## GIVEN EXERCISE A
Reproduce word for word the passage of the documentation excerpt on the BG benchmark starting with "BG must be aware" and going on through "with relational databases.".

A return value of 0 for a method indicates that the execution of the social action corresponding to that method was successful. A negative return value indicates an error and results in BG to terminate.
Every method implementation can be tested using the edu.usc.bg.FunctionCommandLine class. For testing the methods corresponding to a data store, the appropriate data store parameters as well as the data store interface layer (i.e. TestDSClient) need to be passed to the FunctionCommandLine class such as below:
-db TestDS.TestDSClient -p TestDS.url=10.0.0.1:8767
Next the FunctionCommandLine class will use the input parameters to connect to the data store. Once the connection is successful (this can be verified by seeing the "Connected" message in the console), every social action can be tested by entering the name of the social action and its required parameters. If the social action execution is successful, the output for that action will be displayed in the console; else the related error will be printed to the console. If a social action requires retrieving images, the images will be retrieved and stored in the current working directory.
For a list of social actions and their required parameters enter "help" in the console.
Prior to testing the action's implementations, one must ensure that the data store schema is created and it is populated with the appropriate data.
Apart from the 11 social actions described above, there are three other methods that need to be implemented by the data store interface developer. The results of these methods are used both for valid execution of BG benchmark and quantification of unpredictable data and if not implemented may result in a wrong/invalid experiment and results.
BG must be aware of the initial state of a data store before running a benchmark. This includes information about the resources that were created by each user and the number of comments produced on each of them, all the pending friendship relationships and the confirmed friendship relationships in the data store. Failing to provide the approproiate implementation of these methods may result in exceptions in BG and errors in the final results. For example if the load phase constructs friendships for users and if this information is not queried by BG before the benchmarking phase, then BG may start constructing already existing friendships which may result in integrity constraint exceptions with relational databases.

## GIVEN EXERCISE B
Rewrite the part of the listing below starting with the line with "We need ground-truth boxes for woman's gray" and going on through the line with "[6,30,262,378]" as a Markdown table with the columns Number and Line, giving each line its own numbered row and leaving out blank lines.

## DATA LINES
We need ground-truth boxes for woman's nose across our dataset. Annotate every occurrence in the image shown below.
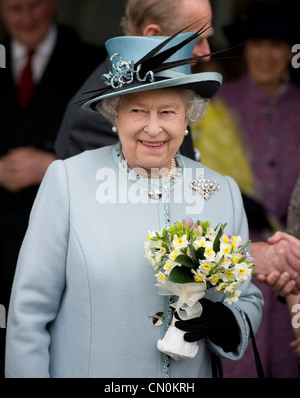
[144,115,162,136]
[193,39,210,61]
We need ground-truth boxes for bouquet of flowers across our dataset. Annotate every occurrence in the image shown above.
[145,218,254,360]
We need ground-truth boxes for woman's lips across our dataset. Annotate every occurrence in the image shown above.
[140,140,165,148]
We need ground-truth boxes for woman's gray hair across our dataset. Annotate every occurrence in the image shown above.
[96,90,208,126]
[121,0,186,36]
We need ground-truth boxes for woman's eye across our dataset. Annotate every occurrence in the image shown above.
[161,110,174,115]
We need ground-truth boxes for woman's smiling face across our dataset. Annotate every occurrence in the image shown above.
[115,89,187,176]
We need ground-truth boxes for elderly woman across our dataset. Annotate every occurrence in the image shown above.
[6,30,262,378]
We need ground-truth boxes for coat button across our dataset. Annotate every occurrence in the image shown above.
[152,312,165,326]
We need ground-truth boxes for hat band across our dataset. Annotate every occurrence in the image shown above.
[154,70,187,79]
[102,53,155,89]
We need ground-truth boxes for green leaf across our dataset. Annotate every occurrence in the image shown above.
[169,267,194,283]
[196,247,205,260]
[213,223,227,253]
[175,254,195,268]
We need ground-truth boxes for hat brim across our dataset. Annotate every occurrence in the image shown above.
[82,72,222,111]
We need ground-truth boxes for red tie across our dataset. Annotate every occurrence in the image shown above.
[18,50,34,108]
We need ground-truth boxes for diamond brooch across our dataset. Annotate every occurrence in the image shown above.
[191,174,220,200]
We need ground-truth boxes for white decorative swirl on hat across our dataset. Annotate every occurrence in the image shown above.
[102,53,155,89]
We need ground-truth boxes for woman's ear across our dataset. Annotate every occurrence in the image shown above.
[143,24,161,36]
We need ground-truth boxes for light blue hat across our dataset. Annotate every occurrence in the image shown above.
[83,28,222,111]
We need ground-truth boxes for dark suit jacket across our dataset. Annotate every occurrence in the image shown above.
[0,27,104,280]
[0,27,103,211]
[55,58,195,159]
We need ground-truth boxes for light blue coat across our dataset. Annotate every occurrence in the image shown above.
[6,146,263,378]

## WRITTEN ANSWER A
BG must be aware of the initial state of a data store before running a benchmark. This includes information about the resources that were created by each user and the number of comments produced on each of them, all the pending friendship relationships and the confirmed friendship relationships in the data store. Failing to provide the approproiate implementation of these methods may result in exceptions in BG and errors in the final results. For example if the load phase constructs friendships for users and if this information is not queried by BG before the benchmarking phase, then BG may start constructing already existing friendships which may result in integrity constraint exceptions with relational databases.

## WRITTEN ANSWER B
| Number | Line |
|---|---|
| 1 | We need ground-truth boxes for woman's gray hair across our dataset. Annotate every occurrence in the image shown above. |
| 2 | [96,90,208,126] |
| 3 | [121,0,186,36] |
| 4 | We need ground-truth boxes for woman's eye across our dataset. Annotate every occurrence in the image shown above. |
| 5 | [161,110,174,115] |
| 6 | We need ground-truth boxes for woman's smiling face across our dataset. Annotate every occurrence in the image shown above. |
| 7 | [115,89,187,176] |
| 8 | We need ground-truth boxes for elderly woman across our dataset. Annotate every occurrence in the image shown above. |
| 9 | [6,30,262,378] |